:: TEXT FOR ANALYSIS ::
This seems to be a change of tact 🙂 The original post was about a data model for lab notebooks . There is no reason why data streams can not be structured. However in reading the rest of Cameron’s post there would appear to be a 4th point of separation of modeling experiments, following on from the 3 presented here.

4. The publication of the data

Here we start to see how the different motivations are driving our views. What I want here is a marker on a web document that says ‘I am a scientific experiment’ (page was a more term to use – I simply mean any web document, generally accessed through discrete web pages). This will allow aggregation and distribution of the notebook a la PostGenomic or Chemical Blogspace. To me this is more important than the format of the underlying data. If I can find interesting data I will probably put the work into extracting it in a form useful to me To Frank I suspect the aggregation and indexing is a peripheral issue. If the data isn’t in a agreed format it isn’t useful for him.

This comment seems to re-iterate the 4th level of separation, structuring the experimental data is separate from publishing it. I do not see any reason why a document that contained structured data could not be embedded in a wiki,blog, lump of RDF or whatever. Once you have found it by whatever publication mechanism and arrived at the data, it is going to be alot easier to do interesting stuff with it, if it is in a common structure. Imagine the scenario of 10, in fact lets say 500 to cross the barrier of humans doing it faster, laboratory’s doing the same type of experiment. Would it not be cool if you could write one app to interegate 500 open lab books with one input structure, instead of 500 file parsers which would then be placed into a common format anyway, to do some cool meta-analysis on what protocol produced the best results out of the 500?

The table!

Again this is a central user interface issue for us. Capturing an experiment in the wet lab, whether noting it as it happens or planning what you are going to in advance, is often most easily done with a table. Tables are not well implemented in the wiki and blog frameworks we are using for these systems. Therefore providing a table to capture the experiment is critical if you actually want anyone to use your system. Our users consistently identify this as the single biggest barrier to them using our system.

A table is a visual summary of your experiment. In order to produce a table you have to think about what you are recording and model the table accordingly in advance. Structurally this is more efficiently achieved at the model layer. Visually, there is no question that a summary of what you captured works well via a table. Is a table the best mechanism? it is certainly easier while entering information via a pen on paper. Ultimately if you abstract far enough back a table is column separated values. FuGE provides a mechanism to define matrices of data (tables) which can be presented to the user.

Now the heavyweight approach to this is to say; ‘That’s why you need a data model. Once you have that you can generate a nice web form to capture the necessary data’. The problem with this comes when you do something slightly different. As an example I had a template set up in our system for capturing the setup of SDS-PAGE gels. This would go and look for anything that tagged as ‘protein’ as potential samples and present these in a drop down menu. This was fine until the day I wanted to run a DNA-protein conjugate on the gel. Essentially I had broken my own data model. This could be fixed, and I did fix it, by changing the way my template looked for potential samples. But in the cut and thrust of real lab work (as opposed to an academic pottering under sufferance of his students) this isn’t feasible. We can’t extend the data model every time we do something new – we are always doing something new.
:::
*EXPLORE THE MATERIAL*.
a – Using the lab notebook discussion, decide whether each statement is true. Answer yes or no, and quote the words that settle it.
(i) The commenter treats structuring experimental data as separate from publishing it.
(ii) Tables work well in the wiki and blog frameworks used for these systems.
(iii) FuGE offers a way to define matrices of data.
b – In the lab notebook discussion, what did the SDS-PAGE template look for as potential samples?
c – Write what comes after the last sentence of the lab notebook discussion.
The material that comes next is from a different source than the lab notebook discussion.
:: LISTED ENTRIES ::
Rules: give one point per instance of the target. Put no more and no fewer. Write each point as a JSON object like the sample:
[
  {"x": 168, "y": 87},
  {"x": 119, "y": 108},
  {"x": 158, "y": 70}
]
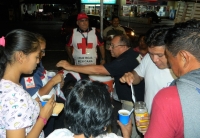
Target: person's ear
[
  {"x": 19, "y": 56},
  {"x": 184, "y": 58}
]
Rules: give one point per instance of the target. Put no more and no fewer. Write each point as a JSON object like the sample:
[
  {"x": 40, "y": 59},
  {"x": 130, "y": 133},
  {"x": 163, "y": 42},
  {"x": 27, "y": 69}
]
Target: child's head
[
  {"x": 42, "y": 41},
  {"x": 18, "y": 48}
]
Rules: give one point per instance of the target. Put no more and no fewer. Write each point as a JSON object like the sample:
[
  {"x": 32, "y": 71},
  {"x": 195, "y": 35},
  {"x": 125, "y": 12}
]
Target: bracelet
[{"x": 43, "y": 119}]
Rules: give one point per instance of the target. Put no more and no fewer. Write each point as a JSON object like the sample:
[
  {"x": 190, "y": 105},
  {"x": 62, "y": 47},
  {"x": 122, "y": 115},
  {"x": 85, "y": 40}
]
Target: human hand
[
  {"x": 127, "y": 78},
  {"x": 64, "y": 64},
  {"x": 47, "y": 110},
  {"x": 126, "y": 129},
  {"x": 57, "y": 78},
  {"x": 143, "y": 124}
]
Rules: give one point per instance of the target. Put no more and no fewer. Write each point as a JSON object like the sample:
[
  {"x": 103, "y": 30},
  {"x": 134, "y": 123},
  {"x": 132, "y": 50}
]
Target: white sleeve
[{"x": 141, "y": 68}]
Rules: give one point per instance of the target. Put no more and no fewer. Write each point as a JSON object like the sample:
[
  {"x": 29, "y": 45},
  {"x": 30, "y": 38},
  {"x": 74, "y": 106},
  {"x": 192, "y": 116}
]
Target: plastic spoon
[
  {"x": 131, "y": 111},
  {"x": 133, "y": 93}
]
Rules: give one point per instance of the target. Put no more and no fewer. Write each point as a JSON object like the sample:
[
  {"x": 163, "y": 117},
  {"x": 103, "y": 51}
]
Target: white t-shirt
[
  {"x": 65, "y": 133},
  {"x": 155, "y": 78}
]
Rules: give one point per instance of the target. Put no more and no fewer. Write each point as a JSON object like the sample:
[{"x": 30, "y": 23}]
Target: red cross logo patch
[
  {"x": 29, "y": 82},
  {"x": 83, "y": 46}
]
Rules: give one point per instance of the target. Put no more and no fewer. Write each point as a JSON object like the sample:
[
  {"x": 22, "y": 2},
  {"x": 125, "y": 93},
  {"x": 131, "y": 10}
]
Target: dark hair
[
  {"x": 124, "y": 40},
  {"x": 16, "y": 40},
  {"x": 115, "y": 17},
  {"x": 40, "y": 38},
  {"x": 88, "y": 108},
  {"x": 184, "y": 36},
  {"x": 156, "y": 36}
]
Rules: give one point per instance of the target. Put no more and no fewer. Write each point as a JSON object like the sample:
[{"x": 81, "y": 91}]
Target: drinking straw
[{"x": 133, "y": 93}]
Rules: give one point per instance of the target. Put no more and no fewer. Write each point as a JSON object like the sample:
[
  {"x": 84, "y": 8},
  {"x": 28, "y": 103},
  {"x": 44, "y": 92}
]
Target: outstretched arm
[{"x": 86, "y": 69}]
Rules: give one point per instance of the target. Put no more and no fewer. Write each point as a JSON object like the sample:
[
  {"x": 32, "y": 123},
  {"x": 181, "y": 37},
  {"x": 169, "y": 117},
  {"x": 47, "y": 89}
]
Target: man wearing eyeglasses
[
  {"x": 126, "y": 60},
  {"x": 82, "y": 44},
  {"x": 153, "y": 68},
  {"x": 109, "y": 32}
]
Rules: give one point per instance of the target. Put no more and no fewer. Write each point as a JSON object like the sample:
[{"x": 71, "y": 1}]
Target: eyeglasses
[{"x": 112, "y": 46}]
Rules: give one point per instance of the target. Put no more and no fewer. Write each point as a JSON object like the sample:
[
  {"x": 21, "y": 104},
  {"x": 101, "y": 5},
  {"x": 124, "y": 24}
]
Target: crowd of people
[{"x": 163, "y": 69}]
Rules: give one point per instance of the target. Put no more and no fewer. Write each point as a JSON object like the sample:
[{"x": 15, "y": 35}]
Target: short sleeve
[{"x": 141, "y": 68}]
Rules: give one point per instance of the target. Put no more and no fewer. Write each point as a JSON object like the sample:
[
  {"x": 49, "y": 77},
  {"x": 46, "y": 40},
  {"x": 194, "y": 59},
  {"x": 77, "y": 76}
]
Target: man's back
[{"x": 155, "y": 78}]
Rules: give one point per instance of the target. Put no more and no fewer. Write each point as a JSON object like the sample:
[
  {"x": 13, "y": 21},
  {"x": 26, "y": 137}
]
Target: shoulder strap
[{"x": 189, "y": 93}]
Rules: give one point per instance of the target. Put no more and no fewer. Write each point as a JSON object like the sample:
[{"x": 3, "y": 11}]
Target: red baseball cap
[{"x": 82, "y": 16}]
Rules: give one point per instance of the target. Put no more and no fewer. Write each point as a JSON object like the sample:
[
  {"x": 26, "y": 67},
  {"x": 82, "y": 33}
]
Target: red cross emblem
[{"x": 83, "y": 46}]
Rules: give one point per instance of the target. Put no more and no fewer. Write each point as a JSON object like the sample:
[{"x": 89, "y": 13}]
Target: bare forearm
[
  {"x": 69, "y": 52},
  {"x": 47, "y": 88},
  {"x": 36, "y": 130},
  {"x": 89, "y": 69}
]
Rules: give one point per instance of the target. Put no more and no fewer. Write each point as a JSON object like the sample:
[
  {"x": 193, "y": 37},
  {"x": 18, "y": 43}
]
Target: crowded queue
[{"x": 170, "y": 71}]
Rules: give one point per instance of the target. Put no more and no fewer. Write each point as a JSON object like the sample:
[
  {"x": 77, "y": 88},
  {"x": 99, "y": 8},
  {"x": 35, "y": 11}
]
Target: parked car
[
  {"x": 94, "y": 21},
  {"x": 151, "y": 14}
]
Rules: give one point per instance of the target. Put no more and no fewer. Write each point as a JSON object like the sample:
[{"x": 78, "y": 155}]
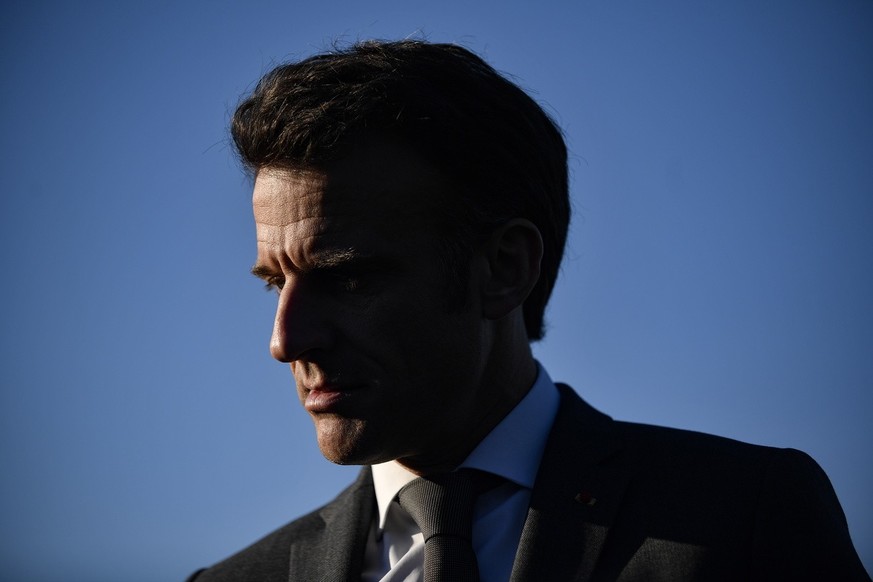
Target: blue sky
[{"x": 719, "y": 275}]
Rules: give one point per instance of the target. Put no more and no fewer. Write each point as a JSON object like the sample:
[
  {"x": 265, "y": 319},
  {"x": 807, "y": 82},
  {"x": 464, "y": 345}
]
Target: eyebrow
[{"x": 325, "y": 260}]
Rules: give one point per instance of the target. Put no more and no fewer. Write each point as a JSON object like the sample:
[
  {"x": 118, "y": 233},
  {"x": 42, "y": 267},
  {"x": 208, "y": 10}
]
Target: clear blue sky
[{"x": 719, "y": 277}]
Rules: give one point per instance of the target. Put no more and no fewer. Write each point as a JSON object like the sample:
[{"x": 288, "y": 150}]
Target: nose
[{"x": 301, "y": 323}]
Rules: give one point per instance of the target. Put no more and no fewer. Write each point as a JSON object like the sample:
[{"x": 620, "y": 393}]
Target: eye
[
  {"x": 275, "y": 284},
  {"x": 346, "y": 282}
]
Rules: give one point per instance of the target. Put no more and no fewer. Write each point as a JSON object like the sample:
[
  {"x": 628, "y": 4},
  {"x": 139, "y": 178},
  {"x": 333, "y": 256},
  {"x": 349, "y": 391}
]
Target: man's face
[{"x": 382, "y": 365}]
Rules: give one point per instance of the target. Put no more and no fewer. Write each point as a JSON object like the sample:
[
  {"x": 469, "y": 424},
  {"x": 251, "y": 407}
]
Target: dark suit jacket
[{"x": 615, "y": 501}]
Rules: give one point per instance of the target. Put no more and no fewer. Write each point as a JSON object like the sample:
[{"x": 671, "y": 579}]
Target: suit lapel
[
  {"x": 336, "y": 551},
  {"x": 575, "y": 497}
]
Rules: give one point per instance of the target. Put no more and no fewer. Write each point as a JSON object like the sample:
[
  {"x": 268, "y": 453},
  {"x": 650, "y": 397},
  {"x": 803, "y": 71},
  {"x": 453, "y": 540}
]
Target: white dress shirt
[{"x": 513, "y": 449}]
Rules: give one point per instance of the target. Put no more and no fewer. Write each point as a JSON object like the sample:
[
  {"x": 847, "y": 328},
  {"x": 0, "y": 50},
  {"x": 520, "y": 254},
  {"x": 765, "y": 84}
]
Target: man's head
[
  {"x": 500, "y": 154},
  {"x": 405, "y": 199}
]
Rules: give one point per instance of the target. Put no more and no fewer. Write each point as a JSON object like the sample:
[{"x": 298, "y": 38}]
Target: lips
[{"x": 326, "y": 399}]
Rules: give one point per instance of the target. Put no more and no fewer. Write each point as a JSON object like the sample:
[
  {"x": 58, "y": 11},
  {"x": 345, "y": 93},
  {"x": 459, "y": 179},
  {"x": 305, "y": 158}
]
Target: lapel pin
[{"x": 586, "y": 498}]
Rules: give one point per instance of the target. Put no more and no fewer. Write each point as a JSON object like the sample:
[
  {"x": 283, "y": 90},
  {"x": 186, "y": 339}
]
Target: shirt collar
[{"x": 512, "y": 449}]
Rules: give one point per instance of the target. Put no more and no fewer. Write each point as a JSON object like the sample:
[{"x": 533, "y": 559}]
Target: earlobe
[{"x": 513, "y": 254}]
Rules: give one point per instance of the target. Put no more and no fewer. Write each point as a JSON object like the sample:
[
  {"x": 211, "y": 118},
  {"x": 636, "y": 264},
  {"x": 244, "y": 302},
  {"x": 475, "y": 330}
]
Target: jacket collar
[{"x": 575, "y": 498}]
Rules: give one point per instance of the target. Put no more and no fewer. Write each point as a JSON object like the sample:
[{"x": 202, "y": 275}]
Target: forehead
[
  {"x": 378, "y": 181},
  {"x": 378, "y": 194}
]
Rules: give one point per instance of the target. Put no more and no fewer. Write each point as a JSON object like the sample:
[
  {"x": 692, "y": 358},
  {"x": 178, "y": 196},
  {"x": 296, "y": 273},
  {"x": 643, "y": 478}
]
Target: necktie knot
[
  {"x": 442, "y": 507},
  {"x": 441, "y": 504}
]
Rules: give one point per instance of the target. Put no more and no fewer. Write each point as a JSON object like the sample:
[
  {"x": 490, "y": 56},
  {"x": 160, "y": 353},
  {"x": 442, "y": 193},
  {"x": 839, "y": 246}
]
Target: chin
[{"x": 347, "y": 442}]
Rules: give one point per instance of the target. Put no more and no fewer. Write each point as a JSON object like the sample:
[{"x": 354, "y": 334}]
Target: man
[{"x": 411, "y": 209}]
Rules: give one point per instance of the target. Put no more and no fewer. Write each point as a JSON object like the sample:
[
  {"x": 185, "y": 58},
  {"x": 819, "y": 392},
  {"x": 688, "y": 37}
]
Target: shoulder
[
  {"x": 265, "y": 559},
  {"x": 268, "y": 559},
  {"x": 771, "y": 509}
]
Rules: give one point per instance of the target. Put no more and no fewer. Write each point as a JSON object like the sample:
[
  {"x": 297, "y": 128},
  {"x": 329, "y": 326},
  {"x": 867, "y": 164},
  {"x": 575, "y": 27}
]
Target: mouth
[{"x": 323, "y": 399}]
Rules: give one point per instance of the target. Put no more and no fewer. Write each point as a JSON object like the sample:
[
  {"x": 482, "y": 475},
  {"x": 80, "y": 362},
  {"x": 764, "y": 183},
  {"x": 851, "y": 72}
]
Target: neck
[{"x": 504, "y": 382}]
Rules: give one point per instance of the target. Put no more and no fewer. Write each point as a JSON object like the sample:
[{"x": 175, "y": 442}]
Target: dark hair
[{"x": 502, "y": 154}]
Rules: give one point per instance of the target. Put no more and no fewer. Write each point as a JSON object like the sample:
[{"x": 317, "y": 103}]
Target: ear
[{"x": 513, "y": 255}]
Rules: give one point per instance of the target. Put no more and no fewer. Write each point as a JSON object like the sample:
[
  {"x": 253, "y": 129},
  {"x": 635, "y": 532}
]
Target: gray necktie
[{"x": 442, "y": 507}]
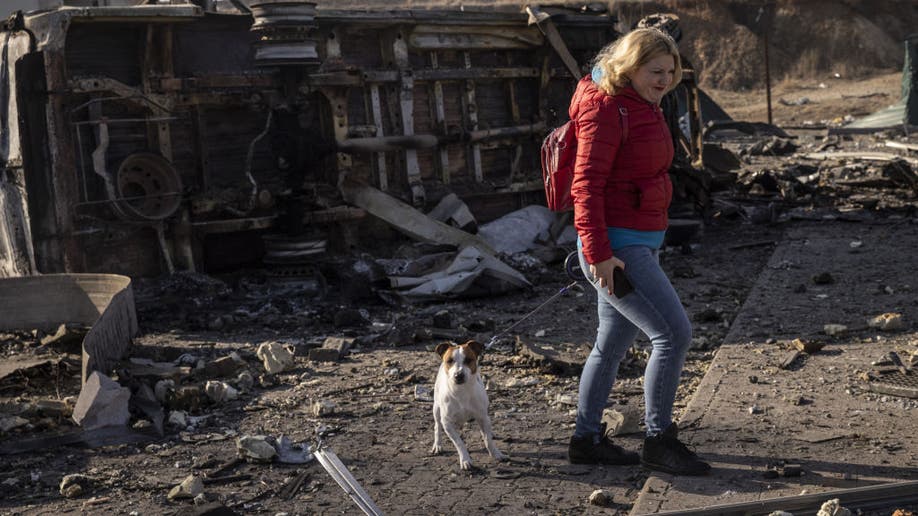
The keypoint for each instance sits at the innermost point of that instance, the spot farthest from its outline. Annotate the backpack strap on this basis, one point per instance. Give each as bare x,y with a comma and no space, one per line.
623,118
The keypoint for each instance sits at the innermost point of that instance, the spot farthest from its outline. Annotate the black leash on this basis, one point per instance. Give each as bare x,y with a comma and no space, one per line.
536,309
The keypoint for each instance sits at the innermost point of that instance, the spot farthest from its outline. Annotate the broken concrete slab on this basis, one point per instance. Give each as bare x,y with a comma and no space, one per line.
453,211
887,322
105,302
220,392
106,436
332,350
255,448
12,365
103,402
275,357
190,487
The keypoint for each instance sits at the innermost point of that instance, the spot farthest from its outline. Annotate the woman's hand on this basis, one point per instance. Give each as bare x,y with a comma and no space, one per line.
602,272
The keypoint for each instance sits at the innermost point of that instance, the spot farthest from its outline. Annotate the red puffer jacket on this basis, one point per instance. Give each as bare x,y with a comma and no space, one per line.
615,185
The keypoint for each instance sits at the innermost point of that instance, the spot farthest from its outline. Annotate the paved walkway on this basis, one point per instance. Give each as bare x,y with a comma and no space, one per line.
749,413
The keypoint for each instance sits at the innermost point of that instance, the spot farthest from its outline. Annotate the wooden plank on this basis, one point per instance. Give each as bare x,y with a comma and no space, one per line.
407,219
471,113
440,117
376,109
406,108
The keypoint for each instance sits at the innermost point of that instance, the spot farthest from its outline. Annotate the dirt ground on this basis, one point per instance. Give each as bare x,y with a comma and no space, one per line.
380,425
377,411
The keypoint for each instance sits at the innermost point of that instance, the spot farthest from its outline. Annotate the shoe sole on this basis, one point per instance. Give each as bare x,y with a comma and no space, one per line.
672,471
594,462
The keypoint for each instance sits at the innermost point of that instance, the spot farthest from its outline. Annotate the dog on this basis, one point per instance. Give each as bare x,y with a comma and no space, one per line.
459,397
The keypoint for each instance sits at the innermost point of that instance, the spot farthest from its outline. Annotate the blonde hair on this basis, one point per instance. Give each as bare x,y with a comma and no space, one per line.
621,58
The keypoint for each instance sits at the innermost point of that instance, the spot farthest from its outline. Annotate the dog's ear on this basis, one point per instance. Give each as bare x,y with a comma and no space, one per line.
476,346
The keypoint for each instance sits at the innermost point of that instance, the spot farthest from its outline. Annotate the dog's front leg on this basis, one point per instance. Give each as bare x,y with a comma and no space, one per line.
485,424
437,448
465,461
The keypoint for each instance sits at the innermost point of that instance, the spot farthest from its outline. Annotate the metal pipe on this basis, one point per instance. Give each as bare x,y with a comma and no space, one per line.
387,143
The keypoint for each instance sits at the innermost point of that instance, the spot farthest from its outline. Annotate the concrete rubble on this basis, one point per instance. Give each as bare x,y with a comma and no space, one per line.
102,402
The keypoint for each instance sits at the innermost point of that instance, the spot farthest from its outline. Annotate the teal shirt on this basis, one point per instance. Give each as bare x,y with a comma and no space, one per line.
624,237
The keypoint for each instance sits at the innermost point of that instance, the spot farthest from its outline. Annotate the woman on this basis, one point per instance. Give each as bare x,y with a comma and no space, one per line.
621,193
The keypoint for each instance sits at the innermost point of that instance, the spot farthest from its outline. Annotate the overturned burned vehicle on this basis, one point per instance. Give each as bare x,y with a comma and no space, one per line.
141,139
149,138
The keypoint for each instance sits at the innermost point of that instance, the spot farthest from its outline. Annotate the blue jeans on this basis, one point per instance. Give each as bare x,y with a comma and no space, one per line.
653,308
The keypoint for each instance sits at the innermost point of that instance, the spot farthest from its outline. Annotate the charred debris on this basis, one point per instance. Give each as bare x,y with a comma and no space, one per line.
290,149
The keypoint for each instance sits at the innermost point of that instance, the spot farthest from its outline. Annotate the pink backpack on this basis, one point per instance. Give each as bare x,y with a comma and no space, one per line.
559,152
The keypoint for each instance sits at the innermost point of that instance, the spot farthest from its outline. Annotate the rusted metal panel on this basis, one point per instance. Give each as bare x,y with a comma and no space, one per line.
16,253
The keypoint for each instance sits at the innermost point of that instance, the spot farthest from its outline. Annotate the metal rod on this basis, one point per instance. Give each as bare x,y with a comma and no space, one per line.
343,477
883,496
125,120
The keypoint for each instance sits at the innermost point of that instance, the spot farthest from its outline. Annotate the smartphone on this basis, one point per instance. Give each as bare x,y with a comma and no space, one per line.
621,284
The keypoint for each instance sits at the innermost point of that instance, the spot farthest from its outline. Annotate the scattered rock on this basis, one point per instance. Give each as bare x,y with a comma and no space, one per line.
823,278
220,392
275,357
289,452
791,470
887,322
102,402
323,408
324,354
833,507
601,498
11,422
527,381
178,418
245,381
834,330
807,346
348,317
256,448
443,319
191,487
162,388
75,485
423,393
188,397
621,422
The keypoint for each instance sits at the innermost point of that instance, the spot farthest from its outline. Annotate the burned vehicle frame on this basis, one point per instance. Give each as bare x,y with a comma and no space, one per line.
163,137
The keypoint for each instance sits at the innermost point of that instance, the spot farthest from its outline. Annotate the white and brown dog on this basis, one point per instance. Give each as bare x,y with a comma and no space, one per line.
459,397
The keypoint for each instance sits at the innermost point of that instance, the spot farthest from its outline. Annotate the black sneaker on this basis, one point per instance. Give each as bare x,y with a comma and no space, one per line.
664,452
583,450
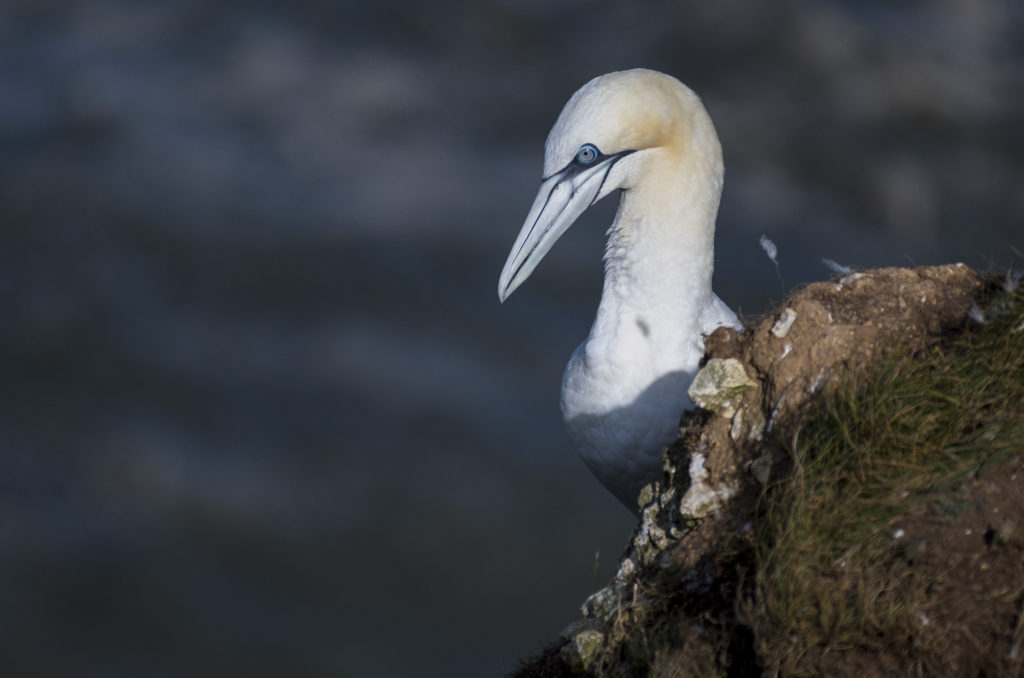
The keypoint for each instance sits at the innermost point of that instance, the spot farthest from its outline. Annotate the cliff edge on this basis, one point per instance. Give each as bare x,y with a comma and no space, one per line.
848,501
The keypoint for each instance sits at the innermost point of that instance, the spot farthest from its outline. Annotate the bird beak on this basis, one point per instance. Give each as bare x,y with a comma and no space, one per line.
562,198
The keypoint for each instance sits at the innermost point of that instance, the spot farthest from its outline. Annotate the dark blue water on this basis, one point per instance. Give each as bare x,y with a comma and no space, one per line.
261,411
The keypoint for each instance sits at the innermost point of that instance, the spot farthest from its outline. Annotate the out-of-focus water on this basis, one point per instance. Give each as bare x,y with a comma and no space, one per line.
261,411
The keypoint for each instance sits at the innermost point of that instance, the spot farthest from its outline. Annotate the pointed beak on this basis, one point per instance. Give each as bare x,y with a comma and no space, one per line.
:::
*RESULTS*.
a –
(i) Yes: "structuring the experimental data is separate from publishing it."
(ii) No: "Tables are not well implemented in the wiki and blog frameworks we are using for these systems."
(iii) Yes: "FuGE provides a mechanism to define matrices of data (tables) which can be presented to the user."

b – Anything tagged as ‘protein’, which it presented in a drop-down menu.

c –
The work is in developing a solid data model in the first place 🙂 Restricting inputs to a particular material in this case proteins, wont work if you try to add DNA. You will get no argument from the here. This is why FuGE (and GelML) have “material” or “data” inputs to a protocol allowing any type of material and therefore any experiment to be captured. On the other hand you can restrict the data model (the drop down box) to be only proteins. This does not break the model. Instead the model stays the same and you add more terms to you ontology or controlled vocabulary. In response to “we are always doing something new”, I would not doubt this. However, I would suggest you are always doing something new inside the structure of input=some_material (and or some_data), apply process, output some_material (and or some_data).

[FG]….FuGE is designed so that it provides a generic structure which can then be described or further specialised by the user/application by extending the model itself or by using cv’s/ontologies or free text. This provides the flexibility and in theory future proof.

But does this require that the user does the extension every time they move on to something new. As a matter of interest, how much time and effort went into agreeing the GelML? Is it practical to do this extension over and over again? And who will fund it?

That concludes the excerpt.